Rewrite the records below with every instance of "flower bed" changed to "garden bed" and everything else left as it is, omitting the pictures from your answer.

◆ MATERIAL PROVIDED
■ ■ ■ ■ ■ ■ ■

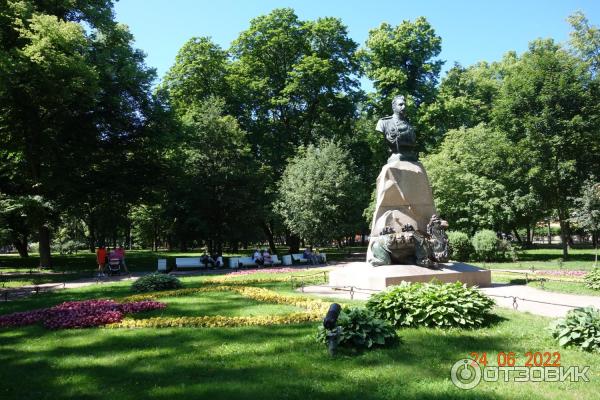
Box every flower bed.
[535,269,588,278]
[114,284,329,328]
[0,300,166,329]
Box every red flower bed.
[0,300,166,329]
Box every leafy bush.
[448,231,473,261]
[552,307,600,352]
[472,229,500,261]
[367,282,494,328]
[583,268,600,290]
[317,307,398,349]
[131,273,183,293]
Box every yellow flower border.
[107,278,329,328]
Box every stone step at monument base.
[329,262,492,290]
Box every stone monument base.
[329,262,492,290]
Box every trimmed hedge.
[317,307,398,349]
[367,282,494,328]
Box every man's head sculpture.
[392,95,406,115]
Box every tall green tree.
[361,17,444,115]
[418,58,506,150]
[277,141,365,244]
[571,178,600,265]
[494,40,598,258]
[0,0,159,267]
[160,37,229,113]
[165,98,263,252]
[227,9,362,247]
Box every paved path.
[480,285,600,317]
[298,285,600,317]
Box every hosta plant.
[131,273,183,293]
[551,307,600,352]
[317,307,398,350]
[367,282,494,328]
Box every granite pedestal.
[329,262,492,290]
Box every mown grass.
[492,271,600,296]
[472,246,595,271]
[0,285,600,399]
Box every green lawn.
[473,246,595,270]
[492,271,600,296]
[0,277,600,399]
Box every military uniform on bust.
[375,96,418,163]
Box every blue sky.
[115,0,600,90]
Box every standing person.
[96,246,106,276]
[252,249,264,267]
[213,253,223,269]
[115,245,129,273]
[263,249,273,266]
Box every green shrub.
[552,307,600,352]
[472,229,500,261]
[317,307,398,349]
[583,268,600,290]
[448,232,473,261]
[131,273,183,293]
[367,282,494,328]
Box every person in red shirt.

■ ■ ■ ■ ■ ■ ■

◆ RESPONSE
Box every garden bed.
[535,269,588,278]
[114,284,329,328]
[0,300,166,329]
Box every red garden bed.
[0,300,166,329]
Box every leafy bush.
[448,231,473,261]
[552,307,600,352]
[472,229,500,261]
[367,282,494,328]
[583,268,600,290]
[317,307,398,349]
[131,273,183,293]
Box every yellow flower border.
[107,278,329,328]
Box every stone step at monument base.
[329,262,492,290]
Box every stone monument base.
[329,262,492,290]
Box every trimmed hedge.
[317,307,398,349]
[367,282,494,328]
Box every man's head sculpture.
[392,95,406,115]
Box every tall green tree.
[361,17,444,115]
[418,58,506,150]
[277,141,365,244]
[571,178,600,265]
[494,40,598,258]
[0,0,159,267]
[160,37,229,113]
[165,98,263,252]
[227,9,362,247]
Box every paved path.
[480,285,600,317]
[298,285,600,317]
Box every hosta plant.
[131,273,183,293]
[551,307,600,352]
[317,307,398,350]
[367,282,494,328]
Box every granite pedestal.
[329,262,492,290]
Box every mown grass.
[492,271,600,296]
[472,246,595,271]
[0,285,600,399]
Box every green lawn.
[473,246,595,270]
[492,271,600,296]
[0,277,600,399]
Box every military uniform on bust.
[375,96,418,163]
Box every blue sky.
[115,0,600,90]
Box every standing person.
[96,246,106,276]
[252,249,264,267]
[213,253,223,269]
[115,245,129,273]
[263,249,273,266]
Box every green shrub.
[552,307,600,352]
[472,229,500,261]
[317,307,398,349]
[583,268,600,290]
[448,232,473,261]
[131,273,183,293]
[367,282,494,328]
Box every person in red shirt.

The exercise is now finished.